Given request:
Answer these questions using the article on the veterans' burial scheduling office in St. Louis.
(a) About how many times a day does Drayton Denson answer the phone?
(b) How many national cemeteries does the office schedule burials for, and where are they located?
(c) How many years of active duty did Denson serve, and in which branch?

Passage given:

******************************

Last Honor: St. Louis Call Center Schedules Veterans' Burials For All National Cemeteries | St. Louis Public Radio

Last Honor: St. Louis Call Center Schedules Veterans' Burials For All National Cemeteries

May 24, 2019

About 30 times a day, Drayton Denson answers the phone at a call center in south St. Louis County that helps U.S. military veterans secure a grateful nation’s perpetual thank you: free burial, with honors, in a national cemetery.

Denson is one of about 80 Veterans Administration employees who work at the National Cemetery Scheduling Office on Lemay Ferry Road. They schedule burial times for the VA’s 136 national cemeteries that are located in 40 states and Puerto Rico.

Most of the time, the calls are from funeral homes. But, sometimes, the caller is a grieving family member or a friend of a veteran who just died. They might not have the veteran's military records and don't know how to proceed. For them, Denson tries to be a friendly voice on a very bad day.

“I served 23 years active duty and represented this great country, but there’s more for me to do,’’ said Denson, an Air Force veteran. “And right now, it’s here at the scheduling office to make sure that the veterans get the best care to get that burial. And to let them know that, hey, we can get through this together.”

******************************

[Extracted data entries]
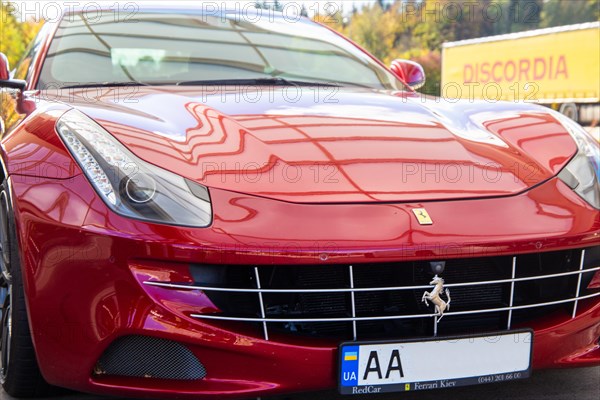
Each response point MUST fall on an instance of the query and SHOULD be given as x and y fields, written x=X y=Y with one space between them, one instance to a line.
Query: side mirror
x=410 y=72
x=5 y=81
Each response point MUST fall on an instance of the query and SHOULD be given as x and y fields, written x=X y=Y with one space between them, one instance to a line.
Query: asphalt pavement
x=576 y=384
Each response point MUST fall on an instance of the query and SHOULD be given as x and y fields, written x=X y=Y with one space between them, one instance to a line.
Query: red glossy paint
x=288 y=182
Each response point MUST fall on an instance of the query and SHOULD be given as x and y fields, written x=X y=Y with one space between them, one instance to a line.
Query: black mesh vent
x=149 y=357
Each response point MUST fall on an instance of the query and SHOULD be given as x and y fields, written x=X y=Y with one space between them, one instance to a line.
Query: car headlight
x=128 y=185
x=582 y=174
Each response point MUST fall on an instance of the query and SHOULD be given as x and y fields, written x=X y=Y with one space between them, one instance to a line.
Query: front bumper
x=82 y=268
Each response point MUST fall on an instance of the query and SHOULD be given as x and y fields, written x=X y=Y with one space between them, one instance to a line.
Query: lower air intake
x=149 y=357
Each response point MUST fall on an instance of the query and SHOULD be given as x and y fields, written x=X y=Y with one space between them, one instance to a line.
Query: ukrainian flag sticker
x=349 y=373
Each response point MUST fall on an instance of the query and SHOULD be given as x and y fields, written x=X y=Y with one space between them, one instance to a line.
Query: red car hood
x=320 y=145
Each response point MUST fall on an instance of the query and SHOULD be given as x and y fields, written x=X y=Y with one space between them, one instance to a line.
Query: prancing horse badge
x=422 y=216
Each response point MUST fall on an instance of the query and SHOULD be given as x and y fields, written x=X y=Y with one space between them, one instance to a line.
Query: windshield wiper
x=254 y=81
x=109 y=84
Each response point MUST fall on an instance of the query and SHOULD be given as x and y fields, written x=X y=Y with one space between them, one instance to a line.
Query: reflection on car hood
x=334 y=145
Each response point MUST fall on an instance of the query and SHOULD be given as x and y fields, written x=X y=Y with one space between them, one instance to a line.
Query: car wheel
x=19 y=372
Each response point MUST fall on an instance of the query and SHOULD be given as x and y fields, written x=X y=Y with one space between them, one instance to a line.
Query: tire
x=19 y=372
x=570 y=110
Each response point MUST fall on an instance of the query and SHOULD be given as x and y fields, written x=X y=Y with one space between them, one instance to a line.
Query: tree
x=15 y=35
x=557 y=12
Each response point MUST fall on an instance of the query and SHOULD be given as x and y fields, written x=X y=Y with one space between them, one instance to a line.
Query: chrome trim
x=262 y=305
x=350 y=268
x=370 y=289
x=389 y=317
x=512 y=292
x=581 y=262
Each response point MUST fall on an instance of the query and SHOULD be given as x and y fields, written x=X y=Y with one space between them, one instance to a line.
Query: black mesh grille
x=149 y=357
x=389 y=303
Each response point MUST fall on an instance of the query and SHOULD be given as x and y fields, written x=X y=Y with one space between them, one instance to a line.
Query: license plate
x=434 y=363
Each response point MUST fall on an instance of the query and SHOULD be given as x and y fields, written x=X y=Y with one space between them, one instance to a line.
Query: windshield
x=188 y=48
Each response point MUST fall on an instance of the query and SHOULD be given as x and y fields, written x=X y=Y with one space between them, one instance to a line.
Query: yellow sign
x=549 y=66
x=422 y=216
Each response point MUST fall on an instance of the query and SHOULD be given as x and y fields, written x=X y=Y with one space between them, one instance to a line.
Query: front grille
x=384 y=300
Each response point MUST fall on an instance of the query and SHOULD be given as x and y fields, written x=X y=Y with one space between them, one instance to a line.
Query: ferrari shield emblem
x=422 y=216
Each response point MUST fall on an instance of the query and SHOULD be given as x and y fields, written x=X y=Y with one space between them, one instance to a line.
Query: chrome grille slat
x=581 y=262
x=391 y=317
x=373 y=289
x=512 y=292
x=262 y=304
x=353 y=301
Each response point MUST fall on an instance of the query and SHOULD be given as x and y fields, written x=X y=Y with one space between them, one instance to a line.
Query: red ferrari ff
x=211 y=204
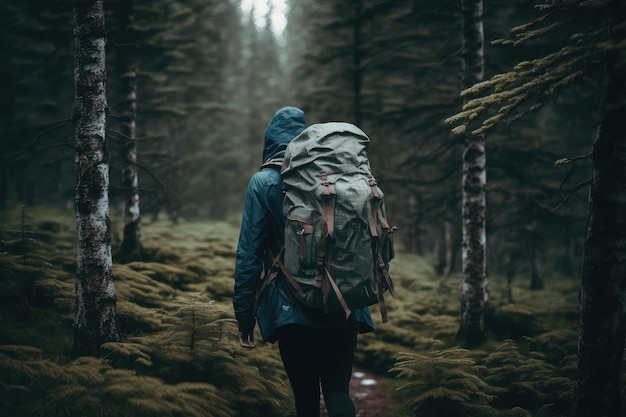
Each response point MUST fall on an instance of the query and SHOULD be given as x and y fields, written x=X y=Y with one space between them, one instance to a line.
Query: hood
x=286 y=124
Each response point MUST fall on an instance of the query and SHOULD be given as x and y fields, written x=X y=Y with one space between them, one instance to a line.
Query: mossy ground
x=180 y=346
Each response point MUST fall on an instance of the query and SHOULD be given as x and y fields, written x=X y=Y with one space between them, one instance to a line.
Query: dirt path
x=370 y=397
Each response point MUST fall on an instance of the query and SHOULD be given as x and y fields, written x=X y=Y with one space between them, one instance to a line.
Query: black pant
x=313 y=356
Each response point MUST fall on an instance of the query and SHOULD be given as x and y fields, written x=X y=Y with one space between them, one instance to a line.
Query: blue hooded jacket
x=262 y=230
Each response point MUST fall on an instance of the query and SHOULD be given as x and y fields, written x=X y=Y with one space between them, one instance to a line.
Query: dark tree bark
x=536 y=279
x=95 y=322
x=130 y=249
x=603 y=290
x=357 y=74
x=474 y=295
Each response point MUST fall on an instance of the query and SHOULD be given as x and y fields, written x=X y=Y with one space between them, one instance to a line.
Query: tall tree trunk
x=603 y=289
x=130 y=249
x=95 y=322
x=474 y=295
x=536 y=279
x=357 y=72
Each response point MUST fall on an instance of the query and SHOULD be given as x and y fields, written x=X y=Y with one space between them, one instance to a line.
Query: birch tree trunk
x=95 y=322
x=474 y=295
x=603 y=289
x=130 y=249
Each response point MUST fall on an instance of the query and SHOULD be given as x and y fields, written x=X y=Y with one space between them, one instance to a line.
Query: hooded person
x=315 y=347
x=262 y=223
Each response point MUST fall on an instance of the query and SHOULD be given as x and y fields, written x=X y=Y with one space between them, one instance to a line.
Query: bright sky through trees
x=261 y=7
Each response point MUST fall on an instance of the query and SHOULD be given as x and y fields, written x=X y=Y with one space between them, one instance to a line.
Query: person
x=316 y=348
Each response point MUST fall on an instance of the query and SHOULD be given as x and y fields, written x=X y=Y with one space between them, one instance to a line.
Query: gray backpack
x=338 y=242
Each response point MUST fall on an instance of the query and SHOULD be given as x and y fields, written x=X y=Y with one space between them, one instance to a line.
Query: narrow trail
x=370 y=396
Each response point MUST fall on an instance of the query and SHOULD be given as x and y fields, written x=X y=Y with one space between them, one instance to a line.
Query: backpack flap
x=337 y=241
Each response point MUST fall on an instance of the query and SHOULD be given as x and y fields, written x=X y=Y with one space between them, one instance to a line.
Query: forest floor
x=189 y=270
x=371 y=397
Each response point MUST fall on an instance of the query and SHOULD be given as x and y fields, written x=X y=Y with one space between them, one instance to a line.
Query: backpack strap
x=378 y=240
x=277 y=266
x=275 y=163
x=324 y=254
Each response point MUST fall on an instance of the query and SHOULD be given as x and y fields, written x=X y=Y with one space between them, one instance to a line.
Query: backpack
x=338 y=242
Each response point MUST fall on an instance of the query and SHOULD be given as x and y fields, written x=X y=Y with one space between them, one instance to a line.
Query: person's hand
x=246 y=339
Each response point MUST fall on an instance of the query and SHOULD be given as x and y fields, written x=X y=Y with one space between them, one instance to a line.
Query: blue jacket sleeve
x=250 y=251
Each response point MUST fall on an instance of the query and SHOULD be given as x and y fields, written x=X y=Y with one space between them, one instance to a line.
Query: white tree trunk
x=474 y=295
x=95 y=322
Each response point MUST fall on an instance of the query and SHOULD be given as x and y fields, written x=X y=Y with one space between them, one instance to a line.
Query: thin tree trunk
x=474 y=294
x=357 y=71
x=95 y=322
x=603 y=289
x=536 y=279
x=130 y=249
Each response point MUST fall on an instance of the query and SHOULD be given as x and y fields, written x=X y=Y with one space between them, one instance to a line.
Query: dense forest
x=497 y=135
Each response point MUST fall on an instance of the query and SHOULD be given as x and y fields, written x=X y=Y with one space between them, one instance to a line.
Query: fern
x=524 y=381
x=446 y=381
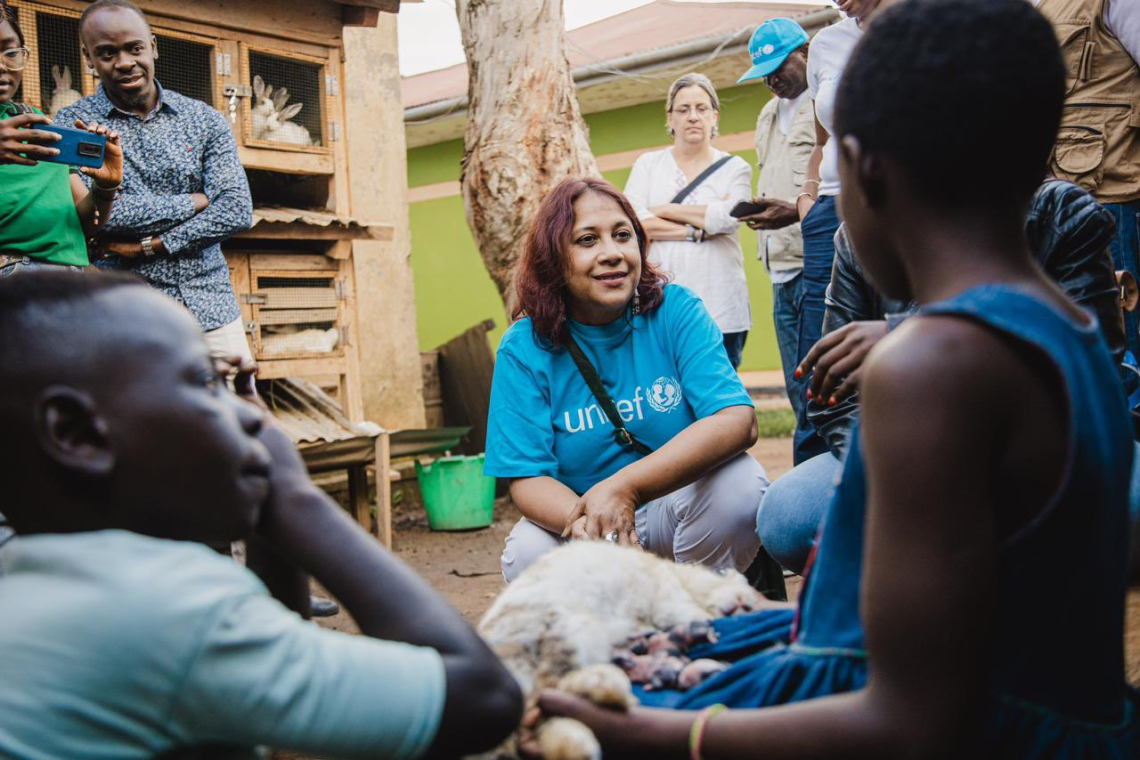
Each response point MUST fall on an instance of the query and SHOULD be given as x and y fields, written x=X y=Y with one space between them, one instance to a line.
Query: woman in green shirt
x=47 y=213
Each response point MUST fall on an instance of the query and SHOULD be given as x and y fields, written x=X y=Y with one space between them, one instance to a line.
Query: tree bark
x=524 y=130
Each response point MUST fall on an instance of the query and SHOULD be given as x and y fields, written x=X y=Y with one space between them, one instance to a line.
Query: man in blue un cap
x=784 y=140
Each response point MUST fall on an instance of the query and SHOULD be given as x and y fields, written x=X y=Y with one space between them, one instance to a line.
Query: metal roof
x=309 y=415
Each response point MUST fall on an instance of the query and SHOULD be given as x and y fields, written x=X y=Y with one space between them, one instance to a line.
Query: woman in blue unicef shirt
x=584 y=279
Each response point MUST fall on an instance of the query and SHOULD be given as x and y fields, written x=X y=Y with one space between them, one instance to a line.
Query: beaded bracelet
x=697 y=733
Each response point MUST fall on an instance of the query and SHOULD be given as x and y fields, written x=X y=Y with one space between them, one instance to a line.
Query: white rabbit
x=288 y=338
x=278 y=129
x=64 y=95
x=262 y=107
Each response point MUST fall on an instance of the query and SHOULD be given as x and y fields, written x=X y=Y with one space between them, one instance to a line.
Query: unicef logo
x=664 y=394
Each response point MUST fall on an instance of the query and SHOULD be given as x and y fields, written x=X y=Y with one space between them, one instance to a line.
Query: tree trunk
x=524 y=131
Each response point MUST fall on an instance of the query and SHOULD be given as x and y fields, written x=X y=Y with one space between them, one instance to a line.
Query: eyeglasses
x=702 y=111
x=14 y=59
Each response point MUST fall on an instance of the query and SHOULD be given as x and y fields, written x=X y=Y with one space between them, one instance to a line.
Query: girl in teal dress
x=942 y=617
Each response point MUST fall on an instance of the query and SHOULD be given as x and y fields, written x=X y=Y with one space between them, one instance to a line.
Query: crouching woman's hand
x=608 y=508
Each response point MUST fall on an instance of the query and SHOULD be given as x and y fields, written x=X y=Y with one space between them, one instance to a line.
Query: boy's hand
x=111 y=173
x=19 y=144
x=836 y=360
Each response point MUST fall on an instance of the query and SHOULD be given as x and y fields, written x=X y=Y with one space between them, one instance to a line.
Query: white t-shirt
x=714 y=269
x=825 y=63
x=1122 y=18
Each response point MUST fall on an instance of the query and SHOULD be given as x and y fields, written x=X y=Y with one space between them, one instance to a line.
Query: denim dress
x=1057 y=685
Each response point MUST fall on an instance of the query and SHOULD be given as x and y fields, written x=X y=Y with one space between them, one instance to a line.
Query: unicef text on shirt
x=664 y=397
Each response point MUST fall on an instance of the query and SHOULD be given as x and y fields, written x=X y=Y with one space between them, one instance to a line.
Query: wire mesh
x=287 y=100
x=60 y=70
x=299 y=316
x=186 y=67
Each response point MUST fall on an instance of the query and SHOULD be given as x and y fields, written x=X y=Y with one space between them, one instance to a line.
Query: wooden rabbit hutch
x=276 y=71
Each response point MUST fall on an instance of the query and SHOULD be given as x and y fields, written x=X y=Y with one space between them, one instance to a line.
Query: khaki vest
x=1098 y=146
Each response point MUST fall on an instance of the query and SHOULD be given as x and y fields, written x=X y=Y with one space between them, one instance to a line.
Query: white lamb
x=559 y=622
x=63 y=96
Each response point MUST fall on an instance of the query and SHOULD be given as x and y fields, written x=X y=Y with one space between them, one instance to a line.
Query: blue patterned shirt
x=184 y=146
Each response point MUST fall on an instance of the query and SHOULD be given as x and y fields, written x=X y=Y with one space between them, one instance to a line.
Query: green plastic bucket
x=456 y=493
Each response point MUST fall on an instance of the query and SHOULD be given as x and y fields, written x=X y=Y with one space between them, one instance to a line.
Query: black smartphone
x=78 y=147
x=747 y=209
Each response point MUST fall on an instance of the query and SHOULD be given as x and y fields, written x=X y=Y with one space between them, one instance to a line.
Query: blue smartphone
x=78 y=147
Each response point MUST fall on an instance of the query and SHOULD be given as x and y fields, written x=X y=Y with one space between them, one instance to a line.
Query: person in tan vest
x=784 y=140
x=1098 y=146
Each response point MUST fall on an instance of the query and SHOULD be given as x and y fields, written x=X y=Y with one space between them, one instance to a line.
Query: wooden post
x=383 y=490
x=358 y=496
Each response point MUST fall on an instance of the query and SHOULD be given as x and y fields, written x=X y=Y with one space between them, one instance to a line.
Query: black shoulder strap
x=700 y=178
x=588 y=374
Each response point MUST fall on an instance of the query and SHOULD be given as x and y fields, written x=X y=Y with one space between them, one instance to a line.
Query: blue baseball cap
x=771 y=45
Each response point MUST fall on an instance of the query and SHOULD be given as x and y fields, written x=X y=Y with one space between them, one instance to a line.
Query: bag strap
x=700 y=178
x=588 y=374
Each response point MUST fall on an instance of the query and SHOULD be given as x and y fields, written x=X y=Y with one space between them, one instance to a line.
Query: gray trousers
x=709 y=522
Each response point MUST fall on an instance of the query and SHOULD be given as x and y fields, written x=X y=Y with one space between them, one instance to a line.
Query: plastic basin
x=456 y=493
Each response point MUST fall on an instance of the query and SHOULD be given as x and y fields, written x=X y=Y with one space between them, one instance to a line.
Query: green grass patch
x=775 y=423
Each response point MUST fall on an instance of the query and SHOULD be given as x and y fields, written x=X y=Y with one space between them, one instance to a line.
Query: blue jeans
x=734 y=346
x=795 y=504
x=787 y=300
x=1126 y=255
x=819 y=228
x=792 y=509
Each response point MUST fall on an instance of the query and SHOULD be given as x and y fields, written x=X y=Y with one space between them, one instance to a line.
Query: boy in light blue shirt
x=122 y=635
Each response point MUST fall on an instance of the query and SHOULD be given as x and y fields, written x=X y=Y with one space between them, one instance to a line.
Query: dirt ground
x=464 y=566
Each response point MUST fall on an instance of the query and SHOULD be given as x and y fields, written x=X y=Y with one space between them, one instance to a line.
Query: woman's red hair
x=540 y=282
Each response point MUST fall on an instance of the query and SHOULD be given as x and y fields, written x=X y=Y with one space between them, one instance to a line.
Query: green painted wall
x=454 y=289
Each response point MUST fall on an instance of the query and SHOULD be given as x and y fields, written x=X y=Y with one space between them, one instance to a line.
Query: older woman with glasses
x=46 y=212
x=683 y=196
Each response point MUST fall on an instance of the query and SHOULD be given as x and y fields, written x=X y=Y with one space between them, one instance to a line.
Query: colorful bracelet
x=697 y=733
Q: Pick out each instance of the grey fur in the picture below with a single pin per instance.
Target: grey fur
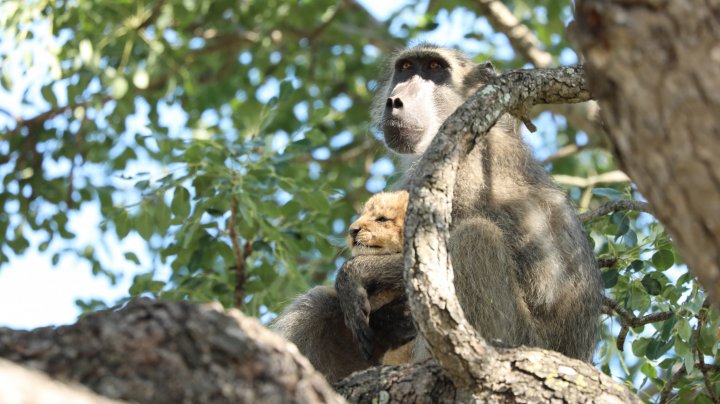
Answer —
(524, 271)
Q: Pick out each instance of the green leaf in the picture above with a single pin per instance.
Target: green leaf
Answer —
(684, 329)
(609, 193)
(118, 87)
(663, 259)
(131, 256)
(610, 278)
(648, 369)
(636, 265)
(144, 223)
(657, 348)
(122, 224)
(180, 205)
(640, 346)
(651, 285)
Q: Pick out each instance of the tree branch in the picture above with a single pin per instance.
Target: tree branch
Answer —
(152, 351)
(582, 116)
(460, 350)
(521, 38)
(616, 176)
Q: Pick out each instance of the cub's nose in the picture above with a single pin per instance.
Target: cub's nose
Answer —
(353, 232)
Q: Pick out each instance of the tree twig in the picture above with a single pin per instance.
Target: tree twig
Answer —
(702, 317)
(582, 182)
(614, 206)
(629, 320)
(665, 393)
(240, 258)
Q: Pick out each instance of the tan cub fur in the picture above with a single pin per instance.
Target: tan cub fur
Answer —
(379, 230)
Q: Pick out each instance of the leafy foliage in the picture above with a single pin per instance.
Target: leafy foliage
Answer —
(181, 119)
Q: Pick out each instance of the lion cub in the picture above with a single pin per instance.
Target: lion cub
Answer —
(378, 231)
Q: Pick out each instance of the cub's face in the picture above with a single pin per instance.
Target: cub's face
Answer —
(379, 229)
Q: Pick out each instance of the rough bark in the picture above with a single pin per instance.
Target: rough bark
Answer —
(518, 375)
(653, 65)
(21, 385)
(478, 370)
(459, 348)
(171, 352)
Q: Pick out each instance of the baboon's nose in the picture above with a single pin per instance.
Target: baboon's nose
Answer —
(393, 103)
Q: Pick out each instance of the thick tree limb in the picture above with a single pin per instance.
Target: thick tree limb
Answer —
(582, 116)
(171, 352)
(653, 66)
(460, 350)
(520, 375)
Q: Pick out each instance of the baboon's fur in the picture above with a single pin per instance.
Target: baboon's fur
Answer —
(524, 271)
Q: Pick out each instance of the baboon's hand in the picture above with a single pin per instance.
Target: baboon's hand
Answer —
(355, 306)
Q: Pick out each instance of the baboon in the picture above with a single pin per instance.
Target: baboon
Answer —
(524, 270)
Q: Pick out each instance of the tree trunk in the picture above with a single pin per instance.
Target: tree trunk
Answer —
(653, 66)
(171, 352)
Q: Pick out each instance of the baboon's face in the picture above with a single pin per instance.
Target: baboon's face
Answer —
(427, 85)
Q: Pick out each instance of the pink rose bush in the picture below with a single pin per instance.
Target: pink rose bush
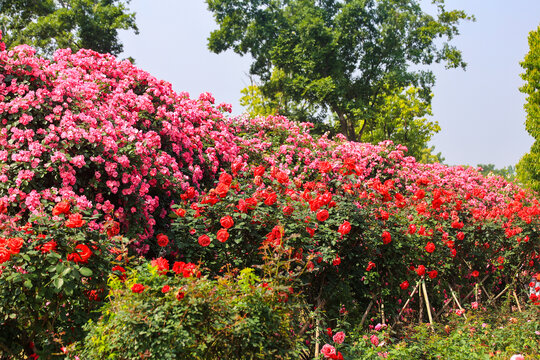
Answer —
(96, 146)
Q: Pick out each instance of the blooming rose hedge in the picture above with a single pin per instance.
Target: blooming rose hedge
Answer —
(97, 155)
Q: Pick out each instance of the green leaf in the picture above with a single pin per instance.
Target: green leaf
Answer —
(58, 283)
(85, 271)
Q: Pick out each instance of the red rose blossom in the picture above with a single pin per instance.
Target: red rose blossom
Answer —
(387, 238)
(75, 221)
(61, 208)
(161, 264)
(204, 240)
(288, 210)
(82, 254)
(137, 288)
(180, 212)
(4, 254)
(430, 247)
(163, 240)
(258, 171)
(227, 222)
(344, 228)
(322, 215)
(222, 235)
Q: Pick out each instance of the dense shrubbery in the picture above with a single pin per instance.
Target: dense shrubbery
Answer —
(107, 162)
(154, 315)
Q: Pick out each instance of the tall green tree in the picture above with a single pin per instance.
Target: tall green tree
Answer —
(528, 168)
(51, 24)
(341, 56)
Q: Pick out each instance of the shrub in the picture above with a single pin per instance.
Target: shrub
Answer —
(53, 272)
(154, 314)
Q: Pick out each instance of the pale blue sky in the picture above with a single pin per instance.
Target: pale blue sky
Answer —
(480, 110)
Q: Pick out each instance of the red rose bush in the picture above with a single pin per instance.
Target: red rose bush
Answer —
(100, 161)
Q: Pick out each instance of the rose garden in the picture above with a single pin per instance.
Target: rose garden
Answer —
(137, 223)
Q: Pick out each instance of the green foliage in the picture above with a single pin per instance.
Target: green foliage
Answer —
(482, 335)
(76, 24)
(229, 317)
(402, 119)
(350, 58)
(528, 168)
(508, 172)
(255, 103)
(46, 297)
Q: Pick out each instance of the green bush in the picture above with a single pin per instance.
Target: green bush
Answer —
(484, 334)
(51, 281)
(229, 317)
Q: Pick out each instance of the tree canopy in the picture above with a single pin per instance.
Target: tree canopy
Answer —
(76, 24)
(528, 168)
(347, 57)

******************************

Written reply:
(a) About 30 times a day.
(b) 136 national cemeteries, located in 40 states and Puerto Rico.
(c) 23 years, in the Air Force.